[Dataset excerpt]
═══
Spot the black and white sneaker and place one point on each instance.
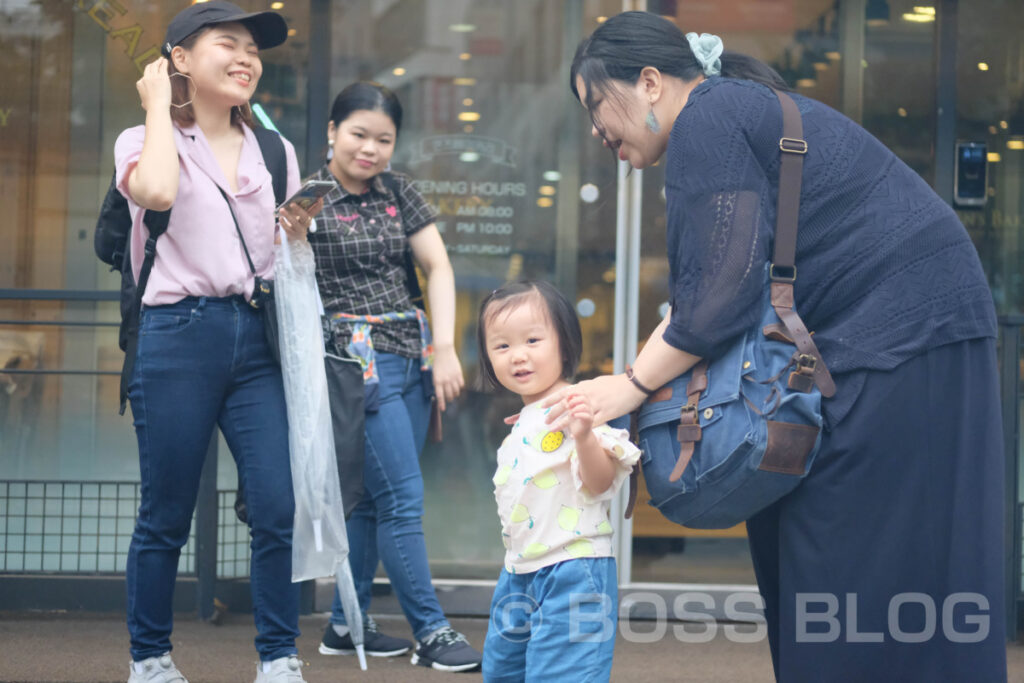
(446, 649)
(375, 643)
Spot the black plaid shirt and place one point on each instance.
(359, 246)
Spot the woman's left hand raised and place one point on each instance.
(448, 376)
(296, 220)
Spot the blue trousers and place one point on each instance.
(886, 563)
(556, 624)
(387, 524)
(201, 363)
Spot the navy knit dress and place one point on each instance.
(886, 563)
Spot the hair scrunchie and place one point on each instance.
(707, 49)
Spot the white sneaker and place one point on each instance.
(282, 670)
(156, 670)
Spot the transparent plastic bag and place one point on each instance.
(320, 543)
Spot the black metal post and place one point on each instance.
(206, 532)
(945, 97)
(317, 82)
(1010, 384)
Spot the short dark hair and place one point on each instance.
(620, 48)
(367, 96)
(558, 309)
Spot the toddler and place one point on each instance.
(554, 611)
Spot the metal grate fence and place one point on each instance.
(86, 527)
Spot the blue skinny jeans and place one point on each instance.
(205, 361)
(387, 525)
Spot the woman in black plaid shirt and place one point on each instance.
(368, 221)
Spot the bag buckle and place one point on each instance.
(793, 145)
(802, 379)
(689, 428)
(782, 273)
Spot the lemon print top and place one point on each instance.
(547, 514)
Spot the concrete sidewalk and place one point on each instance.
(71, 646)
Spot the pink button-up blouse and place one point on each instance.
(201, 254)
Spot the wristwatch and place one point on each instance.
(637, 383)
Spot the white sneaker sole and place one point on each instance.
(324, 649)
(439, 667)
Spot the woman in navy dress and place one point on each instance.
(886, 563)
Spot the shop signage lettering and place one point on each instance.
(492, 150)
(103, 12)
(996, 219)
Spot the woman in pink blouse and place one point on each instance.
(202, 358)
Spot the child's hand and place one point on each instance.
(580, 415)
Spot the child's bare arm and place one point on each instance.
(597, 466)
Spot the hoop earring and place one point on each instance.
(652, 124)
(195, 87)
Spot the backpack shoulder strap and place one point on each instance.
(811, 367)
(272, 148)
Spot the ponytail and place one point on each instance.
(623, 46)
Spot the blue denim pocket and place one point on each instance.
(169, 319)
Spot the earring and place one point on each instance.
(195, 89)
(651, 122)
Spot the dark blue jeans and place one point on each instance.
(201, 363)
(387, 524)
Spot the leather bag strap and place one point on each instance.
(810, 366)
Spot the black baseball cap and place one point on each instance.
(268, 29)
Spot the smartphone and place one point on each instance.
(309, 193)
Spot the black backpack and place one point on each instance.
(112, 245)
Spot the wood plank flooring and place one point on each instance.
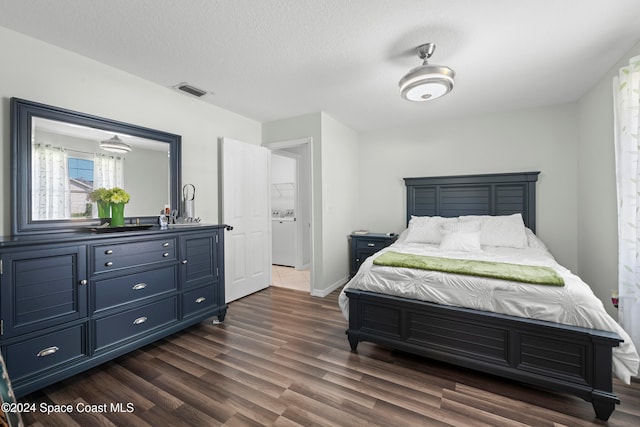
(282, 358)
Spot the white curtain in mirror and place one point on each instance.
(626, 95)
(108, 171)
(50, 180)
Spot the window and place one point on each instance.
(80, 185)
═══
Task goal |
Rewrite all the items above, replacing "Spot" with "Locate" everywhere it occurs and keeping everything else the same. Leave the pictures out of your answer.

Task result |
Locate the black and white sneaker and place one point on each instance.
(446, 649)
(375, 643)
Locate the black plaid shirt and place one point on each instance.
(359, 246)
Locate the woman's left hand raised and place one point on each instance.
(448, 376)
(296, 220)
Locate the blue trousers and place one point on each instance.
(886, 563)
(556, 624)
(387, 524)
(201, 363)
Locate the navy knit dress and place one point on each instance.
(886, 563)
Locate the hair scrunchie and place one point on each instance.
(707, 49)
Locate the white sneaker and place one point on each instance.
(282, 670)
(156, 670)
Locate the transparent plastic bag and place one point on each instance.
(320, 543)
Locate the black metal post and place one point on each instance.
(206, 532)
(945, 97)
(317, 82)
(1010, 384)
Locate the short dark hair and place one point on each instance.
(620, 48)
(367, 96)
(558, 309)
Locate the toddler and place one point on each instance.
(554, 611)
Locate the metal grate fence and place one point on each instance.
(86, 527)
Locate the blue skinny jeans and place one point on each instance.
(205, 361)
(387, 525)
Locate the woman in black plaid shirt and place one point on each instance.
(368, 221)
Locate the bag buckle and place one point on each instance.
(793, 145)
(802, 379)
(689, 428)
(782, 273)
Locate the lemon print top and place one point on each instance.
(547, 514)
Locate the concrete sidewalk and place one point on each instance.
(71, 646)
Locate the pink button-up blouse and place one point on each instance.
(201, 254)
Locate the wristwatch and place one point on each instance.
(637, 383)
Locate the white sneaker sole and place one point on each instance.
(324, 649)
(439, 667)
Locate the woman in navy dress and place one point on each instance.
(886, 563)
Locate the shop signage lettering and place one point on each instance.
(492, 150)
(103, 12)
(996, 219)
Locate the woman in pink blouse and place one point on each instance.
(202, 358)
Locate the child's hand and place one point on each instance.
(580, 415)
Locate the child's bare arm and place one point on each instance.
(597, 466)
Locate the hoop earring and place one point on each instance.
(652, 124)
(195, 87)
Locate the backpack shoulder strap and place one point on each instance.
(811, 367)
(272, 148)
Locate the ponytail and place one point on each instance.
(623, 46)
Locate the blue denim pocket and place one point on each instance.
(169, 319)
Locate the earring and place one point on each instance.
(195, 89)
(651, 122)
Locate the dark blue jeans and place one point on each instance.
(201, 363)
(387, 524)
Locate the leather bag strap and place one point on each instance.
(810, 366)
Locate the black baseball cap and place one point on each instance.
(268, 29)
Locate the smartphone and place one point on each instance.
(309, 193)
Locate the black backpack and place one point on each instance.
(112, 245)
Locate the wood plank flooring and place one point on each instance.
(282, 358)
Locate the white curtain in mirror and place one point on each instance.
(626, 95)
(108, 171)
(50, 180)
Locate the window and place one point on each instance.
(80, 185)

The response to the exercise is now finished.